---- TASK DATA

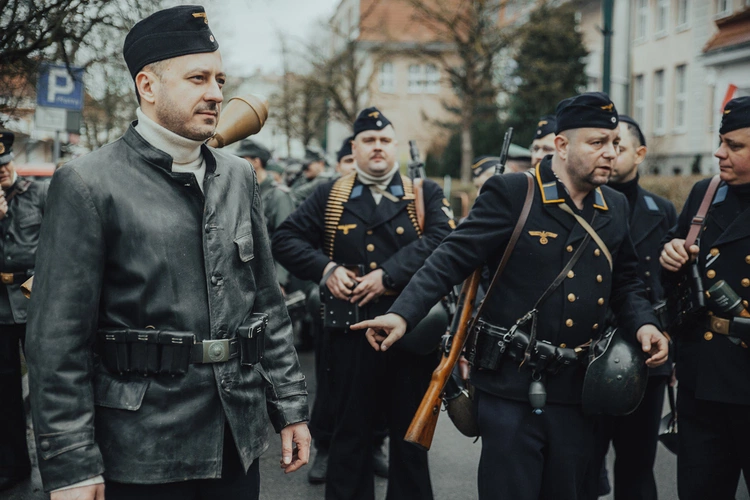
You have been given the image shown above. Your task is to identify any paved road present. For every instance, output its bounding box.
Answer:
[7,353,750,500]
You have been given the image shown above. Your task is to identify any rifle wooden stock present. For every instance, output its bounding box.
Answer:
[404,268,482,450]
[414,177,424,232]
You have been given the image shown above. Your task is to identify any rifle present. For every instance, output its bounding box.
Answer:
[404,128,513,450]
[408,141,427,231]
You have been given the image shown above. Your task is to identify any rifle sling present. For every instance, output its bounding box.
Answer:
[685,175,721,249]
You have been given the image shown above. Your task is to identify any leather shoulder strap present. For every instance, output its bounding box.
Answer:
[685,175,721,248]
[472,172,534,320]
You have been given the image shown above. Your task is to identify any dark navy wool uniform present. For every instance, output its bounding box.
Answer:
[0,166,47,489]
[390,156,658,500]
[664,179,750,500]
[588,177,677,500]
[273,173,453,500]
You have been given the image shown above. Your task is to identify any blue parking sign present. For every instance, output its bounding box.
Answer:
[36,64,83,110]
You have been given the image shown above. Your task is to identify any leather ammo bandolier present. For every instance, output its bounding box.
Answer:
[323,172,422,260]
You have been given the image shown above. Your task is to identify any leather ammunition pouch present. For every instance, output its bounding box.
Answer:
[473,320,587,374]
[97,314,268,376]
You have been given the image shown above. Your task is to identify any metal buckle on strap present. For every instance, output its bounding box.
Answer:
[201,339,229,363]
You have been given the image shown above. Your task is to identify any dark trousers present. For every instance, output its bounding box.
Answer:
[677,388,750,500]
[0,325,31,478]
[104,431,260,500]
[588,376,668,500]
[474,390,594,500]
[326,330,437,500]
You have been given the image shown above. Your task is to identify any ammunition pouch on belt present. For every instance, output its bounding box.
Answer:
[474,320,584,374]
[98,314,268,376]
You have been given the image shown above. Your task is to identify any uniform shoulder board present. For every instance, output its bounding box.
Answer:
[643,195,660,212]
[711,184,729,205]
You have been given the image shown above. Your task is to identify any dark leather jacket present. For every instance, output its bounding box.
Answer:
[0,177,48,325]
[27,126,308,491]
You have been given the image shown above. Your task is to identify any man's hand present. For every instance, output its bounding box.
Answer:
[323,262,357,300]
[281,422,312,474]
[350,313,407,351]
[49,483,104,500]
[349,269,385,307]
[0,189,8,220]
[659,238,700,272]
[635,325,669,368]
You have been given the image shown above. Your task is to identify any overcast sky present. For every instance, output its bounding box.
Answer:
[206,0,341,76]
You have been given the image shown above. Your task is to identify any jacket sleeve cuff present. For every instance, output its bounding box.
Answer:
[266,379,310,433]
[37,438,104,493]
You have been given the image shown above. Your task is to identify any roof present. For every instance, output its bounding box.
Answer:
[703,8,750,54]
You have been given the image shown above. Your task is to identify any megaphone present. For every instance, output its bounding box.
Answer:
[206,95,268,148]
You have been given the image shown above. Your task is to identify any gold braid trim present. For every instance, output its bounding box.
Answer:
[406,174,424,238]
[323,172,357,259]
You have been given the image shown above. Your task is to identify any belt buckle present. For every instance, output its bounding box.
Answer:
[201,339,229,363]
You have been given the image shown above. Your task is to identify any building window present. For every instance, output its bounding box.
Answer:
[656,0,670,35]
[654,69,666,135]
[409,64,440,94]
[378,62,396,94]
[633,75,646,126]
[676,0,692,29]
[674,64,687,132]
[716,0,732,17]
[635,0,648,40]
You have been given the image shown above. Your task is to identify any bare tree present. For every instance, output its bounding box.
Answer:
[401,0,508,182]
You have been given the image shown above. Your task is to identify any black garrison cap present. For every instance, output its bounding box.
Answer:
[619,115,646,146]
[122,5,219,79]
[534,115,557,139]
[234,139,271,163]
[0,131,16,165]
[354,107,391,137]
[336,135,354,161]
[719,96,750,134]
[555,92,619,134]
[471,156,500,178]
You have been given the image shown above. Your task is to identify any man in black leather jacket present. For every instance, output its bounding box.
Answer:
[0,131,47,490]
[28,6,310,500]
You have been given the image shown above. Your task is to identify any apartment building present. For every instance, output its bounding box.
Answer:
[327,0,457,164]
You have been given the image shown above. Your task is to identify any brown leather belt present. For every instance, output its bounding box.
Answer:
[0,271,33,285]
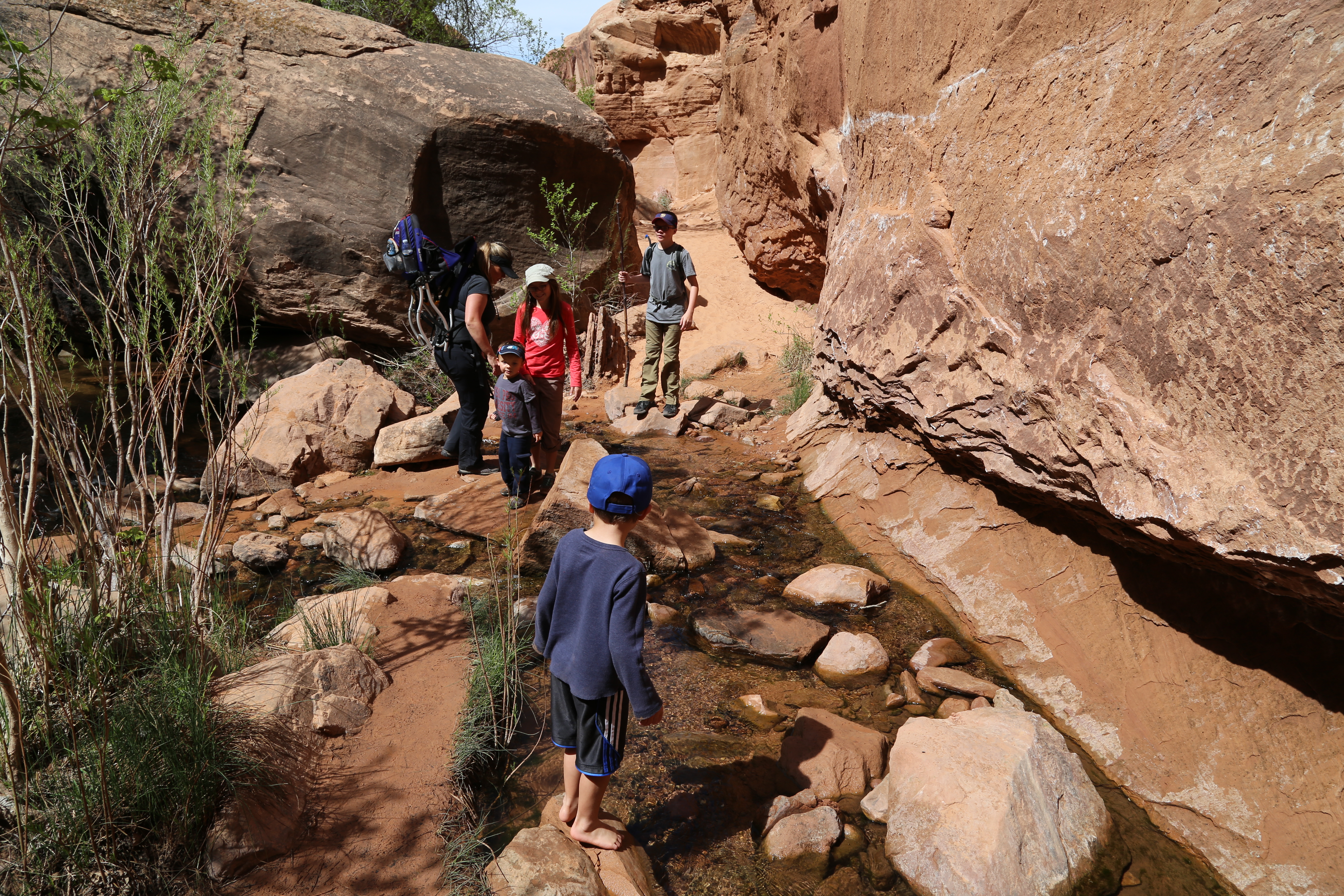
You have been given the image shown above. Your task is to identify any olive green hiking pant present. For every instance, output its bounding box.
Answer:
[640,320,681,404]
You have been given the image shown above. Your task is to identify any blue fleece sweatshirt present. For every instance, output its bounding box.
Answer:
[535,529,663,719]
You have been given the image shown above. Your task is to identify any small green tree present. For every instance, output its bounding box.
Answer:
[527,177,597,295]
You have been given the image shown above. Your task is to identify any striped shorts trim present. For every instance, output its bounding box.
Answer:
[551,676,630,778]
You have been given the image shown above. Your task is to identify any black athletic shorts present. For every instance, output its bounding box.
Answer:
[551,674,630,778]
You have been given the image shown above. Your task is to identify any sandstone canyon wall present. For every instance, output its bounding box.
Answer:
[29,0,634,347]
[559,0,724,201]
[718,0,1344,896]
[719,0,1344,612]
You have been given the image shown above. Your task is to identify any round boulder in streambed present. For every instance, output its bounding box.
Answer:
[784,563,891,610]
[203,357,415,497]
[322,509,410,572]
[780,709,890,799]
[234,532,289,572]
[689,610,831,669]
[871,708,1128,896]
[910,638,970,672]
[813,631,891,688]
[761,806,841,882]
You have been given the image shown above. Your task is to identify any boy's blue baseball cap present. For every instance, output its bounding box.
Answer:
[589,454,653,516]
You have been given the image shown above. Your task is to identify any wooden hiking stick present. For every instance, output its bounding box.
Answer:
[616,196,630,387]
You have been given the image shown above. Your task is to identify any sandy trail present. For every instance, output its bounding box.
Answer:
[231,582,469,896]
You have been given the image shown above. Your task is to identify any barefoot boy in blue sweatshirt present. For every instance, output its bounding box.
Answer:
[535,454,663,849]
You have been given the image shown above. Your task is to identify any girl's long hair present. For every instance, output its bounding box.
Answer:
[523,277,564,338]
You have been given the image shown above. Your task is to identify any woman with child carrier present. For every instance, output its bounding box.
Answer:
[513,265,583,490]
[434,242,518,474]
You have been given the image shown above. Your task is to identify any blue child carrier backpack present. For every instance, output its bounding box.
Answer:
[383,215,476,349]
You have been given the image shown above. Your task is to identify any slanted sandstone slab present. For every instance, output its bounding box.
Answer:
[485,825,607,896]
[689,610,831,669]
[206,359,415,497]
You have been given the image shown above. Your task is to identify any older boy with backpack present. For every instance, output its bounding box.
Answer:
[621,211,700,416]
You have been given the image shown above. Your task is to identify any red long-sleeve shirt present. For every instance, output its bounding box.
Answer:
[513,300,583,388]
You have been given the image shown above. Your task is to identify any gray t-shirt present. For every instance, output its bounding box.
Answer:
[640,243,695,324]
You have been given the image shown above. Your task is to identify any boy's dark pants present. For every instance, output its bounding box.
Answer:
[640,320,681,404]
[500,435,532,498]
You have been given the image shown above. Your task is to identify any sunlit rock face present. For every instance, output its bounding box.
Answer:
[718,0,1344,612]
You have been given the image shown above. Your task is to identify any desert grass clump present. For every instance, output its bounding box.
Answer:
[0,14,277,893]
[331,566,383,591]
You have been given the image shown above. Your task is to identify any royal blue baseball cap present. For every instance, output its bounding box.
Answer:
[589,454,653,516]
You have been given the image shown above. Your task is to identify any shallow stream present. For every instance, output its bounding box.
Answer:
[492,423,1223,896]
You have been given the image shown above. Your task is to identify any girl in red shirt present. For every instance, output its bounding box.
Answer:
[513,265,583,489]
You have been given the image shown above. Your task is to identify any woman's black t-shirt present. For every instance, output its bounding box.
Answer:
[444,274,495,344]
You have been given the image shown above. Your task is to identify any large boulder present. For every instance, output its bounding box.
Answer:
[813,631,891,688]
[784,563,890,610]
[761,806,841,884]
[521,440,714,575]
[34,0,634,347]
[322,508,410,572]
[485,825,607,896]
[542,794,658,896]
[780,709,888,799]
[689,610,831,669]
[206,644,391,879]
[230,532,289,572]
[882,708,1128,896]
[374,392,461,466]
[207,359,415,494]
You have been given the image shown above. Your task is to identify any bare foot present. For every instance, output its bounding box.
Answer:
[570,822,625,849]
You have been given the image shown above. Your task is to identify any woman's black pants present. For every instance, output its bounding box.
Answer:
[434,343,490,470]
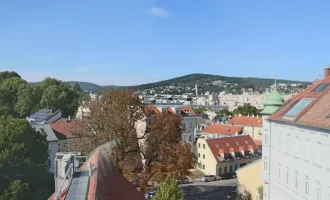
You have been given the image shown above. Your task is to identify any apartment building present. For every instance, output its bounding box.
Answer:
[227,115,263,140]
[197,135,261,176]
[141,104,197,146]
[262,68,330,200]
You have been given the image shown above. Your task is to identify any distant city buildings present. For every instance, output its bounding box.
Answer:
[263,68,330,200]
[196,135,261,176]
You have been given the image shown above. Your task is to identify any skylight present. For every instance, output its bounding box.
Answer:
[284,99,314,119]
[313,83,330,92]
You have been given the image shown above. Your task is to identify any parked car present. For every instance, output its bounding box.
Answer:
[144,191,156,200]
[201,175,217,182]
[175,179,192,184]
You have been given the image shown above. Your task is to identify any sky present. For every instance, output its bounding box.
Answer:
[0,0,330,85]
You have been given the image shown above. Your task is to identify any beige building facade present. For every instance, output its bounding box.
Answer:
[236,159,263,200]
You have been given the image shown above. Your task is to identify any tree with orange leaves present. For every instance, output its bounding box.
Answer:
[70,90,196,191]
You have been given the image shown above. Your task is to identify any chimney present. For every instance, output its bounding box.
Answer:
[324,66,330,78]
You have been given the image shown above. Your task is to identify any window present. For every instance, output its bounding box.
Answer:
[316,181,321,200]
[284,98,314,119]
[277,134,282,149]
[293,138,299,156]
[313,83,329,92]
[277,163,281,180]
[304,140,309,159]
[294,171,299,190]
[285,167,289,185]
[305,176,309,196]
[285,135,290,153]
[264,157,268,172]
[264,133,268,145]
[316,142,321,164]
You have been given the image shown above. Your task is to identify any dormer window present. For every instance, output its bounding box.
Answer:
[162,108,168,115]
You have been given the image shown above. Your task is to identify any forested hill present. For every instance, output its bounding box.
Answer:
[69,74,311,92]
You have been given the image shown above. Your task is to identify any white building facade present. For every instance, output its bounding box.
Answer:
[262,68,330,200]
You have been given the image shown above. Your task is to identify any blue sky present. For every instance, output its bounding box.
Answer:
[0,0,330,85]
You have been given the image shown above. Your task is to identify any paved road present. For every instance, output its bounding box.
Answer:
[180,179,237,200]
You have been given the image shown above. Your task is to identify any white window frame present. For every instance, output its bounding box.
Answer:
[294,171,299,190]
[285,166,289,185]
[304,176,309,196]
[277,163,281,180]
[315,142,322,165]
[315,181,322,200]
[264,156,268,173]
[304,140,309,160]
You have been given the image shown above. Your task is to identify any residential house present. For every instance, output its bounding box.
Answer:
[236,158,263,200]
[200,123,244,138]
[228,115,263,140]
[197,135,261,176]
[32,124,58,173]
[48,145,145,200]
[26,109,62,125]
[263,67,330,200]
[32,121,75,172]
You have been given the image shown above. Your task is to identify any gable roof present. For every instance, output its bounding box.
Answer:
[228,116,263,127]
[48,145,145,200]
[202,124,243,135]
[49,121,76,140]
[32,124,58,142]
[269,68,330,129]
[206,135,259,163]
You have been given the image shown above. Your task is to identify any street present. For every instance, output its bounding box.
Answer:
[180,179,237,200]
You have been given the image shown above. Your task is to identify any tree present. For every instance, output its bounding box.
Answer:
[0,116,53,200]
[154,178,183,200]
[1,77,27,103]
[69,90,195,191]
[0,71,21,84]
[0,86,15,116]
[233,104,260,116]
[15,85,42,117]
[40,83,79,116]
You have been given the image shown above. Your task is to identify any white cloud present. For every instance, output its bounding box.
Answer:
[149,8,169,18]
[72,67,90,73]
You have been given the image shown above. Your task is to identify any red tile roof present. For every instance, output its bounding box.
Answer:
[49,146,145,200]
[228,116,263,127]
[49,121,77,140]
[206,135,259,162]
[202,124,244,135]
[269,69,330,129]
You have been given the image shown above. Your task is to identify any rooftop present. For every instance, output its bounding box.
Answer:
[269,68,330,130]
[206,135,260,162]
[202,124,244,135]
[228,116,263,127]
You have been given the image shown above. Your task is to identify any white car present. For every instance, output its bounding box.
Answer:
[201,175,217,182]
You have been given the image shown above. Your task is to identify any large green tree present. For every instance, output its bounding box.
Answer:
[15,84,42,117]
[0,71,21,84]
[154,178,183,200]
[0,116,53,200]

--------

WHAT THE TASK REQUIRES = Render as a Markdown table the lines from the one containing "any large boulder" through the one containing "[322,508,410,572]", with a Row column that numbers each line and a Line Text column that holds it. Leave out any blank lines.

OUTPUT OF THE TASK =
| Row | Line Text |
|---|---|
| 1 | You have been given the image shown above. Your task is to identify any large boulder present. For every instance, output its bounding box. |
| 2 | Answer: |
| 3 | [813,631,891,688] |
| 4 | [784,563,890,610] |
| 5 | [761,806,841,884] |
| 6 | [521,440,714,575] |
| 7 | [34,0,634,347] |
| 8 | [322,508,410,572] |